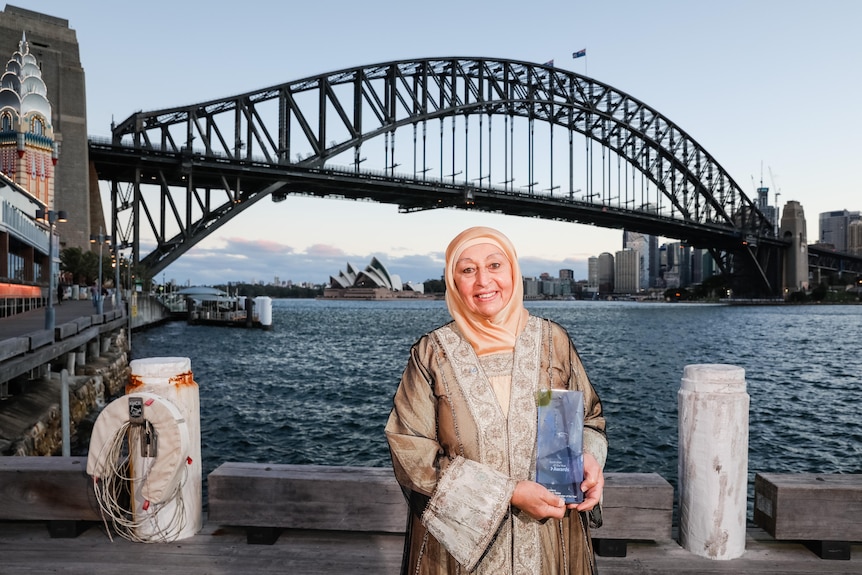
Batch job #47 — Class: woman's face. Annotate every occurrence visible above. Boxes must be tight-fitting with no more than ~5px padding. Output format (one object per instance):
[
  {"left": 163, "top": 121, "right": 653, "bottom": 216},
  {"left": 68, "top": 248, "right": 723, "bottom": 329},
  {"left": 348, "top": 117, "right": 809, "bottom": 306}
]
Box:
[{"left": 453, "top": 244, "right": 514, "bottom": 319}]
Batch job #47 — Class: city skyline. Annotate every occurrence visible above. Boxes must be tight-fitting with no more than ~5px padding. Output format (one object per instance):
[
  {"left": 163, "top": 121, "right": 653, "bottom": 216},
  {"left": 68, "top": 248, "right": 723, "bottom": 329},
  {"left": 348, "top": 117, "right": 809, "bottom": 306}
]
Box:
[{"left": 20, "top": 0, "right": 862, "bottom": 284}]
--- --- ---
WORK INSTRUCTIONS - Render every line of the records above as a Markdown table with the columns Row and Line, numbering each row and omitting blank lines. Leave the pictures out.

RESULT FOR THIS TASK -
| Row | Line |
|---|---|
| 1 | Batch job #47 — Class: woman's face. Annotate every occurrence visible above. Boxes must be tight-fitting with no more than ~5px padding. Output format (one object per instance): |
| 2 | [ |
| 3 |   {"left": 163, "top": 121, "right": 653, "bottom": 216}, |
| 4 |   {"left": 68, "top": 248, "right": 723, "bottom": 329}, |
| 5 |   {"left": 348, "top": 117, "right": 809, "bottom": 306} |
| 6 | ] |
| 7 | Box: |
| 8 | [{"left": 453, "top": 244, "right": 514, "bottom": 319}] |
| 9 | Batch job #47 — Class: city skyline. Annotate every occurrence visible above. Boxes must be tight-fitting with no more than ~5px padding. Output format (one object per instance): |
| 10 | [ |
| 11 |   {"left": 163, "top": 121, "right": 653, "bottom": 216}, |
| 12 |   {"left": 68, "top": 248, "right": 723, "bottom": 329}, |
| 13 |   {"left": 348, "top": 117, "right": 809, "bottom": 306} |
| 14 | ] |
| 15 | Box: |
| 16 | [{"left": 20, "top": 0, "right": 862, "bottom": 284}] |